Elementos de una fuente de datos:
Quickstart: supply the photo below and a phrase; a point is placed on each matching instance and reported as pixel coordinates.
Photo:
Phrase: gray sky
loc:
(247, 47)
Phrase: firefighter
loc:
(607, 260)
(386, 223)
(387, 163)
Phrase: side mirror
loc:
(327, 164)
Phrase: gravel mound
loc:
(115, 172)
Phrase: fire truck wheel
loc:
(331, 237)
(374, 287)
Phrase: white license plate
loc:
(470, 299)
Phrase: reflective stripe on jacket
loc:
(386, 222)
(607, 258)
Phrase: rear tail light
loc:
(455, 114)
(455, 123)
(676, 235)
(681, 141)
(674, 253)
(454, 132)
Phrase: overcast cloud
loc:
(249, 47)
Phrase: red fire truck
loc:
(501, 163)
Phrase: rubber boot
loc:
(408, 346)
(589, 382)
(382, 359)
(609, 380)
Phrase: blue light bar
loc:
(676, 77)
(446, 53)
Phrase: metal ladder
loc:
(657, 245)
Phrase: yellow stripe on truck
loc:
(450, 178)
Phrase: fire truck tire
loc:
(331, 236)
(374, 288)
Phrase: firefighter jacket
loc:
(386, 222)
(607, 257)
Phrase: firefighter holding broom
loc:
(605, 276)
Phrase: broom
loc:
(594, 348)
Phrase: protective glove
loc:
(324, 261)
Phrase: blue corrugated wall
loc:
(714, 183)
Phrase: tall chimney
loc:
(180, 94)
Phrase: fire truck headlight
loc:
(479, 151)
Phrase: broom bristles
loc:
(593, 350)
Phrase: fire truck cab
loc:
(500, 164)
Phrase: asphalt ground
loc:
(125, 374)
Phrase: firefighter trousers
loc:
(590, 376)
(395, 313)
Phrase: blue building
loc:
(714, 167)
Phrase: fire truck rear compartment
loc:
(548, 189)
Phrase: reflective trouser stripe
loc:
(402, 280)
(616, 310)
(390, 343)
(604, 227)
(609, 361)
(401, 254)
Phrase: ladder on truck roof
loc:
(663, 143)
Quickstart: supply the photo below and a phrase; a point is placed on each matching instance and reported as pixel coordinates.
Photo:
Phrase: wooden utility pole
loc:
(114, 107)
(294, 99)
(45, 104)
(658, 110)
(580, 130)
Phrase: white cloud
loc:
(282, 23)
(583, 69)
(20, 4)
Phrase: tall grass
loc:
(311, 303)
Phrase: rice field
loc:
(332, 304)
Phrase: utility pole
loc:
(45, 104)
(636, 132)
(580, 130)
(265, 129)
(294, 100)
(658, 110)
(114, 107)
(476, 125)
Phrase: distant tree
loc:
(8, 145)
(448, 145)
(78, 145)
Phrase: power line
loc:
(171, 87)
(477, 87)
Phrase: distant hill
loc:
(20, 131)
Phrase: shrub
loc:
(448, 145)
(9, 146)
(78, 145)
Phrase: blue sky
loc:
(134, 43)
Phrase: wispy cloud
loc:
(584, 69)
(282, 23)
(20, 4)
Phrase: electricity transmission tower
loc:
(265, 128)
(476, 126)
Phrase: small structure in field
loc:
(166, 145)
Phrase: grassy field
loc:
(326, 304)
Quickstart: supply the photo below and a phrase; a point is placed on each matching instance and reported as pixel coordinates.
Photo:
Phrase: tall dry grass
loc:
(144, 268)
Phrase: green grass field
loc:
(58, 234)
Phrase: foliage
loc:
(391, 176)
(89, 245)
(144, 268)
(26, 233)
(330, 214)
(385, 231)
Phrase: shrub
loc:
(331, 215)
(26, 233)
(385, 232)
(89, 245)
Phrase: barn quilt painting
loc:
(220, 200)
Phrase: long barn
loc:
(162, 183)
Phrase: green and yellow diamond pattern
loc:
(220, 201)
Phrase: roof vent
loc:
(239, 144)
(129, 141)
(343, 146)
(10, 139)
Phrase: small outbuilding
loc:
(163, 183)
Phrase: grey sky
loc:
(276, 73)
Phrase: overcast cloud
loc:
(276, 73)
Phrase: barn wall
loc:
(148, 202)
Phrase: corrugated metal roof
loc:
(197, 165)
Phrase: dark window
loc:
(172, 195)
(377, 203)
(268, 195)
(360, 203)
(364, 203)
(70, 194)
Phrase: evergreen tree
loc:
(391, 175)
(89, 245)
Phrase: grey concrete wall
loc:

Instrucciones de la tarea:
Por favor, actualiza las líneas comprendidas entre la que contiene "Phrase: green and yellow diamond pattern" y el final de los elementos, ambas incluidas: sustituye "grey" por "gray" y deja todo lo demás sin cambios.

Respuesta:
Phrase: green and yellow diamond pattern
loc:
(220, 201)
Phrase: roof vent
loc:
(239, 144)
(129, 141)
(343, 146)
(10, 139)
Phrase: small outbuilding
loc:
(163, 183)
Phrase: gray sky
loc:
(276, 73)
Phrase: overcast cloud
loc:
(276, 73)
Phrase: barn wall
loc:
(148, 202)
Phrase: corrugated metal roof
loc:
(197, 165)
Phrase: dark window
loc:
(172, 195)
(377, 203)
(268, 195)
(360, 203)
(364, 203)
(70, 194)
Phrase: evergreen tree
loc:
(391, 175)
(89, 245)
Phrase: gray concrete wall
loc:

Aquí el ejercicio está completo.